── Source document ──
Web UI

Reference for the built-in management UI and how it is served and authenticated.

Neuwerk includes a built-in management UI.

The UI is:

  • a React application
  • built with Vite
  • compiled into ui/dist
  • embedded into the Rust HTTP server and served from the same HTTPS listener as the control-plane API

It is not a separate backend tier or a separate deployable that you operate on its own.

How The UI Is Served

The control-plane HTTP server embeds ui/dist directly and serves it from the main HTTPS router.

Current behavior:

  • API routes are mounted under /api/v1
  • /health and /ready stay as explicit runtime endpoints
  • all other unmatched GET and HEAD requests fall back to the UI handler
  • unknown client-side routes fall back to index.html

That means the UI uses browser history navigation while still being served by the same Rust process.

Build And Packaging Shape

The frontend source lives under:

  • ui/

The built artifact lives under:

  • ui/dist/

The runtime packaging scripts also expect ui/dist to exist when producing staged runtime artifacts.

Operationally, the UI ships with the Neuwerk itself.

Authentication Model

The UI talks directly to the control-plane HTTP API and uses the same auth model as the API.

Current login paths are:

  • token login through POST /api/v1/auth/token-login
  • SSO discovery through GET /api/v1/auth/sso/providers
  • SSO start and callback through /api/v1/auth/sso/...

After login, the UI uses:

  • GET /api/v1/auth/whoami
  • cookie-backed authenticated requests with credentials: same-origin

The frontend does not maintain a long-lived bearer-token cache in browser storage. Token login is a bootstrap step into the server-managed auth session model.

The current top-level pages are:

  • Dashboard
  • Policies
  • Integrations
  • Wiretap
  • Audit
  • DNS Cache
  • Service Accounts
  • Settings

Navigation is client-side and path-based:

  • / Dashboard
  • /policies
  • /integrations
  • /wiretap
  • /audit
  • /dns
  • /service-accounts
  • /settings

If the browser lands on an unknown path, the UI currently falls back to the dashboard route.

Current Workflows

The UI already implements concrete workflows for the current control-plane surface.

Dashboard

The dashboard reads the runtime stats snapshot and renders a status-oriented summary from:

  • GET /api/v1/stats

This is the compact operational landing page for dataplane, DNS, and cluster health signals.
───
── Provided data ──
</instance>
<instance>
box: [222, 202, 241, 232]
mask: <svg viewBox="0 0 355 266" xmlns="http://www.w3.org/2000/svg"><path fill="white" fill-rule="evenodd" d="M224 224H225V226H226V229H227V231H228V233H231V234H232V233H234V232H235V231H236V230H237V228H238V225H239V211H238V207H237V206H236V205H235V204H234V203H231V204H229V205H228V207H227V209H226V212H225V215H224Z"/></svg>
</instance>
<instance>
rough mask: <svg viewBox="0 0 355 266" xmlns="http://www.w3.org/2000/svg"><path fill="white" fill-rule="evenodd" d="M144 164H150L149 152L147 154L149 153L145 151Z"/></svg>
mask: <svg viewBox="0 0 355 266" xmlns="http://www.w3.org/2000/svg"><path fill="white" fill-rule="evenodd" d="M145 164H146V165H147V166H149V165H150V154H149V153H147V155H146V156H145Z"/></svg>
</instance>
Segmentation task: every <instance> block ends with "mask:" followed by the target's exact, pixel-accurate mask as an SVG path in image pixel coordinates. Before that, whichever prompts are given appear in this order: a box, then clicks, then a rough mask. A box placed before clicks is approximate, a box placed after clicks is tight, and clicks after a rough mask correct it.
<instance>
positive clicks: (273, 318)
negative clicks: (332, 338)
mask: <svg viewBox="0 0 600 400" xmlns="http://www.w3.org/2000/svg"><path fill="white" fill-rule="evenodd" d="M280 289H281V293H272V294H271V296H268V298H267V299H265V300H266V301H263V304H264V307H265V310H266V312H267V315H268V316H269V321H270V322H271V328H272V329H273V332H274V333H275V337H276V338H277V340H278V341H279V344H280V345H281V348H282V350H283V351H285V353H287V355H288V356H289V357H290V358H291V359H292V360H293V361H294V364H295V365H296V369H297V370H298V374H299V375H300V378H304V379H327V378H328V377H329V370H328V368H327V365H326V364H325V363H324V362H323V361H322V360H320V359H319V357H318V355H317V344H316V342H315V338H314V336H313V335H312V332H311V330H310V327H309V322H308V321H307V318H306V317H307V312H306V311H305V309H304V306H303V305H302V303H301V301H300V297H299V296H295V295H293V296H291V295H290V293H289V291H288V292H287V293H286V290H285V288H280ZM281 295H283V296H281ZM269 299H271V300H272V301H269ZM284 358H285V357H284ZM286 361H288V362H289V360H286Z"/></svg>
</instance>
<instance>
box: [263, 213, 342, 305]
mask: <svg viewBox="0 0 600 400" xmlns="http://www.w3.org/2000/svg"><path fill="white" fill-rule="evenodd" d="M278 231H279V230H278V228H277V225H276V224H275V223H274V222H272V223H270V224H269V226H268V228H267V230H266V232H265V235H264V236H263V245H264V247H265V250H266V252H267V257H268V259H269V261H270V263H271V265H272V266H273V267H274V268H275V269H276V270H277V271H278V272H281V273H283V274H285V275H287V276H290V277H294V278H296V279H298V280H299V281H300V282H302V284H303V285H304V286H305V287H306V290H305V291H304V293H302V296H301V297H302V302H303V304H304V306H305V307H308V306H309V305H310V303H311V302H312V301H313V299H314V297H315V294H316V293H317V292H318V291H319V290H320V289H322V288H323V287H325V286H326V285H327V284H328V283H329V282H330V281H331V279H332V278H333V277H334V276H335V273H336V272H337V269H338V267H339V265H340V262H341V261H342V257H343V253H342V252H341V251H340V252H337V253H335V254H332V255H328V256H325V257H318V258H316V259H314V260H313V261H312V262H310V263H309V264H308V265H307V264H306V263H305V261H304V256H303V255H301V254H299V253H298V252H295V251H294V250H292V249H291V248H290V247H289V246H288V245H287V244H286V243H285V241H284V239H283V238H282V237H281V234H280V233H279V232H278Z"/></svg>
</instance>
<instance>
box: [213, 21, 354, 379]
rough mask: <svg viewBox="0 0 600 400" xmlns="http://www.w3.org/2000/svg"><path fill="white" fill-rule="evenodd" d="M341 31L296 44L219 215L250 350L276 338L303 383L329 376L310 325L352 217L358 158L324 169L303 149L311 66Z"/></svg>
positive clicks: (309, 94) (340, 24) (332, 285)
───
» Actions to take
(A) In the web UI reference, which endpoint does the dashboard read its runtime stats snapshot from?
(B) Reproduce the passage of the web UI reference between "Build And Packaging" and "staged runtime artifacts.", inclusive.

» Written answers
(A) GET /api/v1/stats

(B)
Build And Packaging Shape

The frontend source lives under:

  • ui/

The built artifact lives under:

  • ui/dist/

The runtime packaging scripts also expect ui/dist to exist when producing staged runtime artifacts.